> [WHAT YOU SHOULD DO] Tally how many of the rows below contain the string "chalet", and reply with that number alone.

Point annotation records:
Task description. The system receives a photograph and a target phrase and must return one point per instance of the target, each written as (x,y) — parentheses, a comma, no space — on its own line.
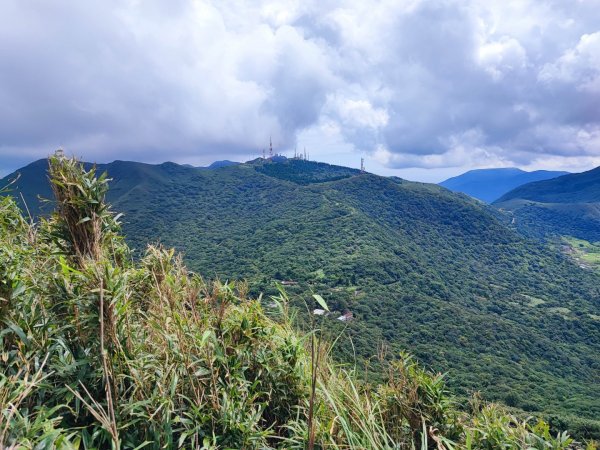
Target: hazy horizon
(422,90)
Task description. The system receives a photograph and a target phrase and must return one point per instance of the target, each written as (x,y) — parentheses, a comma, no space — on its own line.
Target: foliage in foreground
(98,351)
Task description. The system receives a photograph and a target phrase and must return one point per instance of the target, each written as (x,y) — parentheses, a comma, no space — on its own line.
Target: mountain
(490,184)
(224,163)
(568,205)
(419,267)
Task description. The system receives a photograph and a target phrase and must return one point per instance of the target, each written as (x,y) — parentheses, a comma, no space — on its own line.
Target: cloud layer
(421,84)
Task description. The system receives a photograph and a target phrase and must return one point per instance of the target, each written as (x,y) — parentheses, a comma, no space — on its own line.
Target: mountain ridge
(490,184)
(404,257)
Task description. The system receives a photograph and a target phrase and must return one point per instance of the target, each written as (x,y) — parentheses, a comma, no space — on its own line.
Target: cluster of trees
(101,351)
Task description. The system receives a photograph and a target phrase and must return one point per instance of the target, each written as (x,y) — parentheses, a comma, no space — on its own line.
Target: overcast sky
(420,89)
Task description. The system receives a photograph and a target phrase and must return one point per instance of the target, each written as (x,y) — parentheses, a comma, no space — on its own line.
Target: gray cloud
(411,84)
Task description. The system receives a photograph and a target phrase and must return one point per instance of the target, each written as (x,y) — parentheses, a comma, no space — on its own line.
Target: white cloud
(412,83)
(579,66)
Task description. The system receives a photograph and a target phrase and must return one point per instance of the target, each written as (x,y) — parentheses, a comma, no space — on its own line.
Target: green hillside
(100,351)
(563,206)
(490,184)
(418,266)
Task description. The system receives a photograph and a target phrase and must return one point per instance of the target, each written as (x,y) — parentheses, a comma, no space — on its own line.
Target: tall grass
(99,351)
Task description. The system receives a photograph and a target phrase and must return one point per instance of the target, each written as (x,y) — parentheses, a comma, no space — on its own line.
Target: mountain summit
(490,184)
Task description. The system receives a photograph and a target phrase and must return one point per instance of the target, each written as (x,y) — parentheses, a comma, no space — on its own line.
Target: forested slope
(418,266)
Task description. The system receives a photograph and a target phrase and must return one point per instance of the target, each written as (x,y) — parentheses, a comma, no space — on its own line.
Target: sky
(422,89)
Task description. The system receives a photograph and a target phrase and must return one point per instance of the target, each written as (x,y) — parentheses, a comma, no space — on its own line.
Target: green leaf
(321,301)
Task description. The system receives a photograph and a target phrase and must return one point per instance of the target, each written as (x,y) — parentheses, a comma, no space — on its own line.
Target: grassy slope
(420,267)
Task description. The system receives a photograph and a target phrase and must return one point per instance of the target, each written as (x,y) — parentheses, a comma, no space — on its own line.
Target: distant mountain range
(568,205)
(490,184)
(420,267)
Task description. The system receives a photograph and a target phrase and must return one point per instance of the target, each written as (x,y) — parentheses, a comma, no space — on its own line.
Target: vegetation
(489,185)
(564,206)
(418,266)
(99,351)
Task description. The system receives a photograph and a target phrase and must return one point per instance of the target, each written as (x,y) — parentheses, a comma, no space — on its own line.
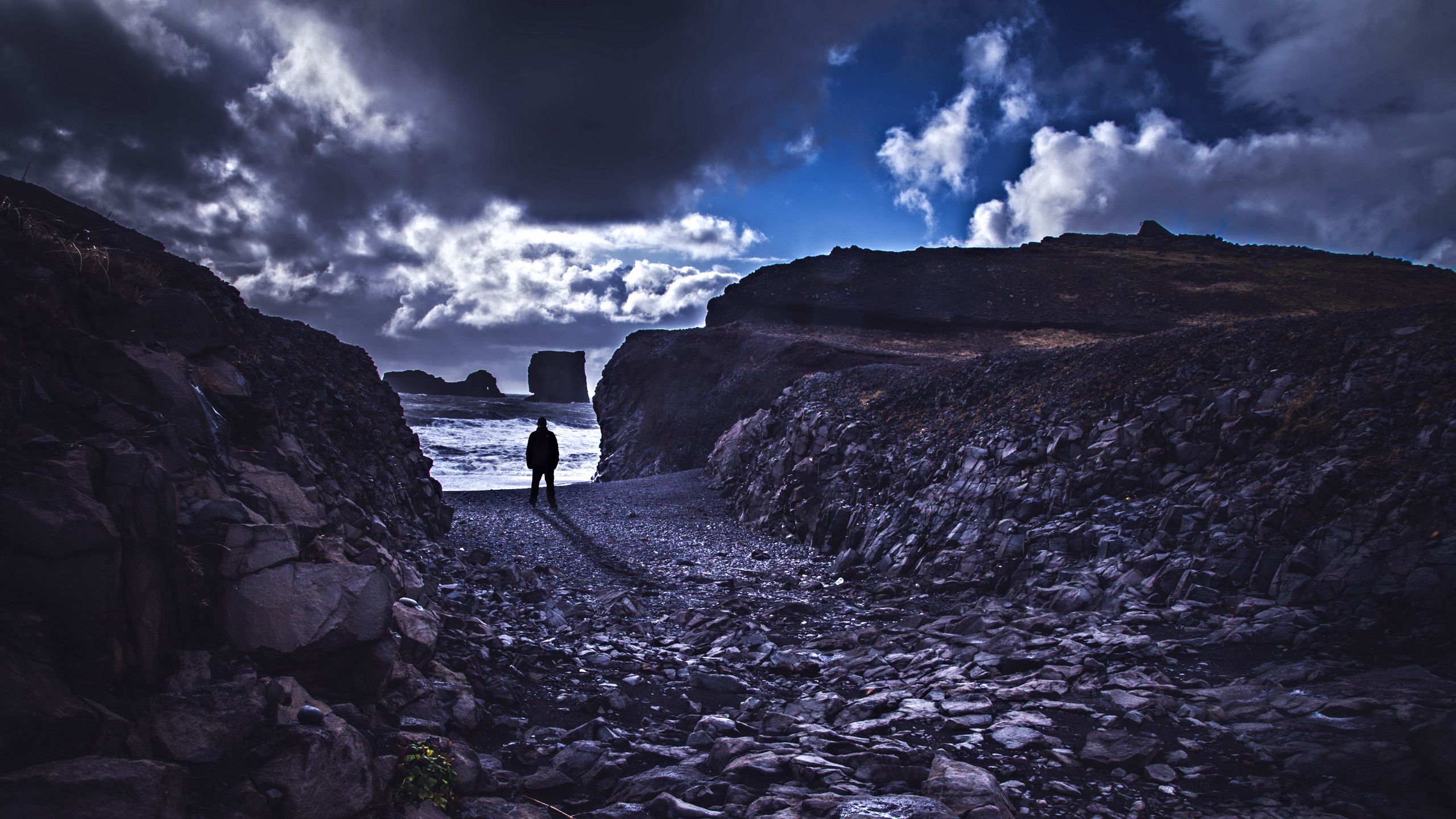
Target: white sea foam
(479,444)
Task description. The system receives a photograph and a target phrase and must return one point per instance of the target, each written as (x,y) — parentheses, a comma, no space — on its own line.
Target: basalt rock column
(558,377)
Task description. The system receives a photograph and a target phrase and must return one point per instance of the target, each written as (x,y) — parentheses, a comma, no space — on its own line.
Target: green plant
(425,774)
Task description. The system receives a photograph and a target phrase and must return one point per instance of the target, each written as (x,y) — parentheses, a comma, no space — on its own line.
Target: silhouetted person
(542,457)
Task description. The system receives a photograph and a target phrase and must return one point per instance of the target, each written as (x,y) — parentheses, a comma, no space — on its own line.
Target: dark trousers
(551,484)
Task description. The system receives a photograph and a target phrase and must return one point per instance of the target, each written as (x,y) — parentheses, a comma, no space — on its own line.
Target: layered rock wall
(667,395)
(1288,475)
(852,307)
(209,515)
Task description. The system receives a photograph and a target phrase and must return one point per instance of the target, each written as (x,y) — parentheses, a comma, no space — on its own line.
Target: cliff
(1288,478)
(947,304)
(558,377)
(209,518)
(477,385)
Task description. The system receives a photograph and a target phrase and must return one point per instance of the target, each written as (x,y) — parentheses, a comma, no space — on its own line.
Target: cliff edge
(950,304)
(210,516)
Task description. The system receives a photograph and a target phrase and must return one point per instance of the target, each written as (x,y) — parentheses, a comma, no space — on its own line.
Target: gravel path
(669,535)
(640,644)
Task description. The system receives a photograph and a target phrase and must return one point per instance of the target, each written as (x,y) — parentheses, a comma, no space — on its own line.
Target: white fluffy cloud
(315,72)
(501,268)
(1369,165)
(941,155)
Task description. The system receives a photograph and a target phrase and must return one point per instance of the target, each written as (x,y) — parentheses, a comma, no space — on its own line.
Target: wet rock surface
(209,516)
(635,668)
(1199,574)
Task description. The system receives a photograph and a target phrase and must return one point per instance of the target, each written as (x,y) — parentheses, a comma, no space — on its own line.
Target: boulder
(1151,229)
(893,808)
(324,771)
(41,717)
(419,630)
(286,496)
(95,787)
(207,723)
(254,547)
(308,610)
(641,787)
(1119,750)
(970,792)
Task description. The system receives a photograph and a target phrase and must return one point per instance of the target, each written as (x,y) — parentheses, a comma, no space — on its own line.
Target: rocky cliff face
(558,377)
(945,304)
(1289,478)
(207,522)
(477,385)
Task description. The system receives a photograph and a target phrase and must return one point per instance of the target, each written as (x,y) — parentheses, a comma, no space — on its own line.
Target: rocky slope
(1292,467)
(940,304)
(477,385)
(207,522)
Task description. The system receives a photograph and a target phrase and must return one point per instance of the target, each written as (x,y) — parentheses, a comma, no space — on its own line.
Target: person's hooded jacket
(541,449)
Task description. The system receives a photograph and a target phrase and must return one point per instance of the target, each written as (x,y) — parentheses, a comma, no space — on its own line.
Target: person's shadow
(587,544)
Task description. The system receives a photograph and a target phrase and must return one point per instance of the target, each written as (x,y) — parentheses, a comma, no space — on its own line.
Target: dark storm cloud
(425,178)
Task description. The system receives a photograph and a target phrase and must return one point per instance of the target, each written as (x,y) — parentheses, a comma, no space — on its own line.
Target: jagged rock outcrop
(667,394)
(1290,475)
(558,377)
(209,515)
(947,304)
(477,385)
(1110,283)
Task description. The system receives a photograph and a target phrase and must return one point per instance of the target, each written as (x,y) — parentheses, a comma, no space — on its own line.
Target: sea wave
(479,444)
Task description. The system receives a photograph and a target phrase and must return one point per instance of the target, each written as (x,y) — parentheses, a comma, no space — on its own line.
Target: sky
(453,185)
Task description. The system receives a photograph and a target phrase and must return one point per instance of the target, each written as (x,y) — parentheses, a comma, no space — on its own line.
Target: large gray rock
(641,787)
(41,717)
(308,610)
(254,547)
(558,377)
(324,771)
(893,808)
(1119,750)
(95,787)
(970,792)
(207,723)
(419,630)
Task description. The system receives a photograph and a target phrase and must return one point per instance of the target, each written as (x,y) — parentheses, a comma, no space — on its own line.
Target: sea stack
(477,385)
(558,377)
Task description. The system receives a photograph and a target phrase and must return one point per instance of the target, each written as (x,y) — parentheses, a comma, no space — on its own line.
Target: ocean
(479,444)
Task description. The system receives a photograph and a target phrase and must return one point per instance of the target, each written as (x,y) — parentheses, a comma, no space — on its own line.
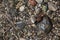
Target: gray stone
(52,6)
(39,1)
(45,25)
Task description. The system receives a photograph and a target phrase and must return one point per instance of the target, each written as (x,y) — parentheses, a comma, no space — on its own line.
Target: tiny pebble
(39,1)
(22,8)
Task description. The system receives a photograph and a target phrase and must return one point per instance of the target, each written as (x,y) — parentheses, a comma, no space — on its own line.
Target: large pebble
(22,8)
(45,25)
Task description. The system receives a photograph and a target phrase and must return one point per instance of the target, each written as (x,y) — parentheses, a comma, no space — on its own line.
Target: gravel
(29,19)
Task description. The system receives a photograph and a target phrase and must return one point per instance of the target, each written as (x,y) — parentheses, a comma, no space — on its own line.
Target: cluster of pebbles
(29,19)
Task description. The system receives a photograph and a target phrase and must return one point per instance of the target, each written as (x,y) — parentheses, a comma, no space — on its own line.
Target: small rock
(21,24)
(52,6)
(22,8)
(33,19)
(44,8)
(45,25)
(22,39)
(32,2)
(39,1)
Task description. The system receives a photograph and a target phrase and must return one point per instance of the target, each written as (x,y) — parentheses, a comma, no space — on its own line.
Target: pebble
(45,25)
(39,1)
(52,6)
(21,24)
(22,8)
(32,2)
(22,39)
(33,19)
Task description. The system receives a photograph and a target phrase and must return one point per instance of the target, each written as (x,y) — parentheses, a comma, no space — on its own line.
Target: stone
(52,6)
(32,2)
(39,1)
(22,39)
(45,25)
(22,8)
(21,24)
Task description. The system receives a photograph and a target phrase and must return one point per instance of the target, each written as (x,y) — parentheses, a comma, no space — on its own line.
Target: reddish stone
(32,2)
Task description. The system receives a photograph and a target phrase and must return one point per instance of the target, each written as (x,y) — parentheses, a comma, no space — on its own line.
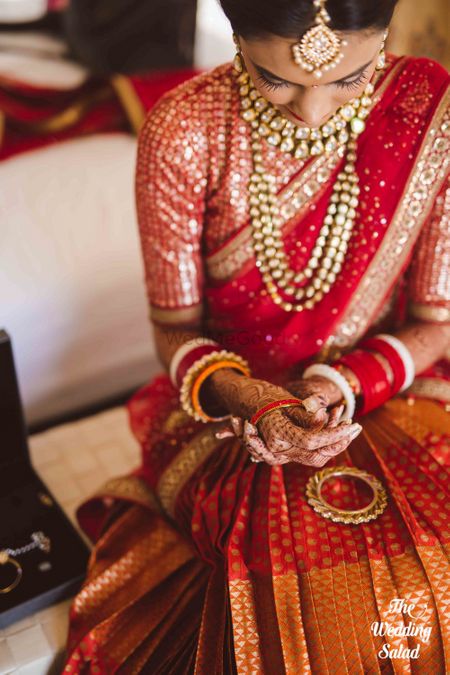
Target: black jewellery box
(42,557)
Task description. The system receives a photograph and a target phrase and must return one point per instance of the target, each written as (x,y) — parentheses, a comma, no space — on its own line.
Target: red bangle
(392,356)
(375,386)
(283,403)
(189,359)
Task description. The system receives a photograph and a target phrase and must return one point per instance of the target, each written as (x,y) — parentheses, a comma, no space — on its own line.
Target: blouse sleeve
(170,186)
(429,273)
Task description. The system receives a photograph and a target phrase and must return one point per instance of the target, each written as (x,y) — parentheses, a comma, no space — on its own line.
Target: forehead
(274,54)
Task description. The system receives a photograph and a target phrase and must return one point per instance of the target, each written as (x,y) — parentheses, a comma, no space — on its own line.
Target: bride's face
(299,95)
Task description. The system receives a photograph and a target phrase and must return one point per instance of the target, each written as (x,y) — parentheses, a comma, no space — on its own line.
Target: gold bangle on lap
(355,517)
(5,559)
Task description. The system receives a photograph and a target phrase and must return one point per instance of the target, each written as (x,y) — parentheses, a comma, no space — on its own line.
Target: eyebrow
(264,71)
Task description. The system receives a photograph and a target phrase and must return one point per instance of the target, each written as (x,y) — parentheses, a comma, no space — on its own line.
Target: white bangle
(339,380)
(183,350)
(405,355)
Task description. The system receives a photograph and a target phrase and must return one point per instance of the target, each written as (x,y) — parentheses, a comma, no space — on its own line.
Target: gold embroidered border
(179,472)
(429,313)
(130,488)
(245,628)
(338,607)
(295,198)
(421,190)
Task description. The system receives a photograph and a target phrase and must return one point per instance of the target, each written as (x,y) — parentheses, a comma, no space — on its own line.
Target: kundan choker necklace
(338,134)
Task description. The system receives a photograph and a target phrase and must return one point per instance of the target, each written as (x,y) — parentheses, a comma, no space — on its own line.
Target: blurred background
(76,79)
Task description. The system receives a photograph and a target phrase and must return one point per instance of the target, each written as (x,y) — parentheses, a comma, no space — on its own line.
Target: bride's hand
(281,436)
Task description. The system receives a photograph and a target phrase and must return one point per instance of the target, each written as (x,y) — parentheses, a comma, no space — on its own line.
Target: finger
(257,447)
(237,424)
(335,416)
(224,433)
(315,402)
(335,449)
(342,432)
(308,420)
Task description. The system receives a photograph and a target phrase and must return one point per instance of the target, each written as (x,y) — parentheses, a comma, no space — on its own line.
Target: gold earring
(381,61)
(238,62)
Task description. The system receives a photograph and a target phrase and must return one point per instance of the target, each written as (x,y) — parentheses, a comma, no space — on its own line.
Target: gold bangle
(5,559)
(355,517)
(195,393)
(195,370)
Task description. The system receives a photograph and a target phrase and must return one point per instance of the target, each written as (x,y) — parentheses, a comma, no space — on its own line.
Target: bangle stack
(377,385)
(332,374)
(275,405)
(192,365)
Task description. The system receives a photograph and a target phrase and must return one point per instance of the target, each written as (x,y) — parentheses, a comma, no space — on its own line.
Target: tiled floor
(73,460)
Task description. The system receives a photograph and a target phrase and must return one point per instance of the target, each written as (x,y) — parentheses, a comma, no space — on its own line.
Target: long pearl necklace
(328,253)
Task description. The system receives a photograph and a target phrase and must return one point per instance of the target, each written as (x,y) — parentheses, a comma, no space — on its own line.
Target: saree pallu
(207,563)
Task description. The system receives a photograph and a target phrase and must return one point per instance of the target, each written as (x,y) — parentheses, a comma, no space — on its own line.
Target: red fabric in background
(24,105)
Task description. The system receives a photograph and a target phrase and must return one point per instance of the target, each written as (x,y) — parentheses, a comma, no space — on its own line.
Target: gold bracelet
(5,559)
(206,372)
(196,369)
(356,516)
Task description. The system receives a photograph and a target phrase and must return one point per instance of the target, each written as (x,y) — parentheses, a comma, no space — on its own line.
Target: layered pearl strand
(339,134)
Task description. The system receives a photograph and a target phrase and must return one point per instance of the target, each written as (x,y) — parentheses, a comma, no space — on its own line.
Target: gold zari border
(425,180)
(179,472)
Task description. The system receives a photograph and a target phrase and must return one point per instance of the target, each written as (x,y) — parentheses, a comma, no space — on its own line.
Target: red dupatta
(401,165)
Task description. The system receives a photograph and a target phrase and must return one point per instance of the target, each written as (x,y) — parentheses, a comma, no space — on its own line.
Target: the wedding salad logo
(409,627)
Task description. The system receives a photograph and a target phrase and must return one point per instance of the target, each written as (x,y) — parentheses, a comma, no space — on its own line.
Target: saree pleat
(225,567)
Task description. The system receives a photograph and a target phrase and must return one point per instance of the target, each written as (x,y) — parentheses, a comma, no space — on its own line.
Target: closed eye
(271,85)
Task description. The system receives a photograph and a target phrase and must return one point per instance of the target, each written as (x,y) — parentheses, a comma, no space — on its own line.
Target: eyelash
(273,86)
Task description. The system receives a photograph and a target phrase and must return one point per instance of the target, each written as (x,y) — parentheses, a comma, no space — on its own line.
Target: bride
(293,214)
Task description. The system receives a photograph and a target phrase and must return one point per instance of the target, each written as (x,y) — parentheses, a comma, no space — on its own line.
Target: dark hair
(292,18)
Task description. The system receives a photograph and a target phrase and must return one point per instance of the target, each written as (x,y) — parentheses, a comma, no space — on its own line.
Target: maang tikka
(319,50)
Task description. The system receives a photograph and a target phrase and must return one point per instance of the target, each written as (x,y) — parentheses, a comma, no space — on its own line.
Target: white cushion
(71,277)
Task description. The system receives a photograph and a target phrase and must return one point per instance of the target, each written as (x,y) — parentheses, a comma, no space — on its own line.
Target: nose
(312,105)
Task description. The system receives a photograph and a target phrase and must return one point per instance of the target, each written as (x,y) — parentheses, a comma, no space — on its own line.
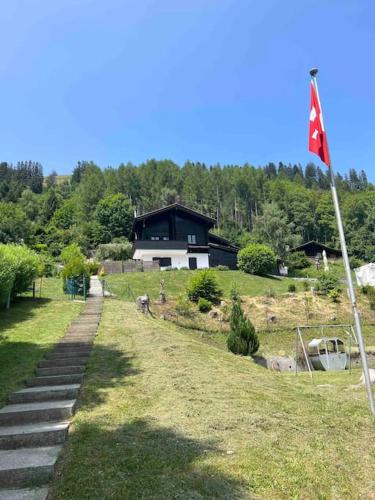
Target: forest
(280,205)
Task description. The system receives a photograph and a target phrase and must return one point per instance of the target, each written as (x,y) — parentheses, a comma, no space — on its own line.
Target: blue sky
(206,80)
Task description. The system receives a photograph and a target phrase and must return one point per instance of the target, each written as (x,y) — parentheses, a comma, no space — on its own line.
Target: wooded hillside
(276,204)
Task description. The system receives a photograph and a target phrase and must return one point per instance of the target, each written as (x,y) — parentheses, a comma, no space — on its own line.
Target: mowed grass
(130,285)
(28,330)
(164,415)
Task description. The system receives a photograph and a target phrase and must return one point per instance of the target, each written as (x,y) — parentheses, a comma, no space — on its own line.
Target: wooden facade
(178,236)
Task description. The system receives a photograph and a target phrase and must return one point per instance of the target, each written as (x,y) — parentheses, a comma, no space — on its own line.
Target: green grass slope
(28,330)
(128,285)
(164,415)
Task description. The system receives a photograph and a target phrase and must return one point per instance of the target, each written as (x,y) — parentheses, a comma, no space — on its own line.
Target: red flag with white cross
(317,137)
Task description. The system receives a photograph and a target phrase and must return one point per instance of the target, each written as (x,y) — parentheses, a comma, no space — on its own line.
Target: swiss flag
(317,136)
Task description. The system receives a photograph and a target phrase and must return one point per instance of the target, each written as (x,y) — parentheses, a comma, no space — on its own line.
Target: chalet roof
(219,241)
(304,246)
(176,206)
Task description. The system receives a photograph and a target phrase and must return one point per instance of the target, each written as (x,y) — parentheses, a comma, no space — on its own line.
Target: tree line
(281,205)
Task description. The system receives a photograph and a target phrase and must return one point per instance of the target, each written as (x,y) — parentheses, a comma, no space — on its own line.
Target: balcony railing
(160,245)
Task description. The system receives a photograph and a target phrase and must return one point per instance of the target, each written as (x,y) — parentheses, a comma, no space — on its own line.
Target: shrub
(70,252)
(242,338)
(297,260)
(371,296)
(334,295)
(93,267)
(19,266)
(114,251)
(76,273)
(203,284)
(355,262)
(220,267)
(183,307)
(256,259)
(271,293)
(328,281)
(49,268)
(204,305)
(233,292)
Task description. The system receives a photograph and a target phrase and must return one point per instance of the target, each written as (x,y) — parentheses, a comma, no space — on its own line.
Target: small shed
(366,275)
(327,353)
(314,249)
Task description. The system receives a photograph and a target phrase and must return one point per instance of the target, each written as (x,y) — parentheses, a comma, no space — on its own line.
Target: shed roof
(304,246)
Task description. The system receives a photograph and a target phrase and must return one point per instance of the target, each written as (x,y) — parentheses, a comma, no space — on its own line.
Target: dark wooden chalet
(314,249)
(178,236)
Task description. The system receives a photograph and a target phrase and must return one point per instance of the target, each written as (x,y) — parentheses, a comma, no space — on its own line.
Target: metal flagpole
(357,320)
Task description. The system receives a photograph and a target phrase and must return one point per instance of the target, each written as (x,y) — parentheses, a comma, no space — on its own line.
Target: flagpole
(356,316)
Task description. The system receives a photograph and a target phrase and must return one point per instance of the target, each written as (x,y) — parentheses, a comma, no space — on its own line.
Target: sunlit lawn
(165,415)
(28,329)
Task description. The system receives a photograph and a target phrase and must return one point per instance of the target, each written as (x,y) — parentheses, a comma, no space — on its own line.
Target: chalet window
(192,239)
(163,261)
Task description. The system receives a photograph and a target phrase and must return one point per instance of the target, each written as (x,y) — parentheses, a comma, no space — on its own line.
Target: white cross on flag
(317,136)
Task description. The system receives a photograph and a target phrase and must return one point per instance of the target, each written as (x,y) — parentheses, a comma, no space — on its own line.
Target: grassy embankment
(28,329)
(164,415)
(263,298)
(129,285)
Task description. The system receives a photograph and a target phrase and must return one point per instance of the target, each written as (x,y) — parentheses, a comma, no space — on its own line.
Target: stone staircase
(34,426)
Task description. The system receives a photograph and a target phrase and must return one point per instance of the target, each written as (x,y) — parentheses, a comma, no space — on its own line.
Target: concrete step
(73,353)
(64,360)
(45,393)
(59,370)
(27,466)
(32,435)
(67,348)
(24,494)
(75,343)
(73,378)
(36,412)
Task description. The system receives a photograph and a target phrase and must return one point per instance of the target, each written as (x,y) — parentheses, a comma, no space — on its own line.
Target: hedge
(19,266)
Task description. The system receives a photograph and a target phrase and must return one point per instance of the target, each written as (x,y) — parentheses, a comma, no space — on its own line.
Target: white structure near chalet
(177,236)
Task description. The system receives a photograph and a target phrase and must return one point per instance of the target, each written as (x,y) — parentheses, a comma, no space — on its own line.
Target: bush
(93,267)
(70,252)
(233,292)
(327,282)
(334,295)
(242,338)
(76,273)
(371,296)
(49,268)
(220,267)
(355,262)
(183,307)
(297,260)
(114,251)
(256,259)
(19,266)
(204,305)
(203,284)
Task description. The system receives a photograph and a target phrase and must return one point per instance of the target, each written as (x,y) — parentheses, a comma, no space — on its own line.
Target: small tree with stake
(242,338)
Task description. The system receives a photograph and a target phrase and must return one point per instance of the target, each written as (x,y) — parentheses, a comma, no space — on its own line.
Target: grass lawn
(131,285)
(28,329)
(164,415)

> [WRITTEN SOLUTION] 4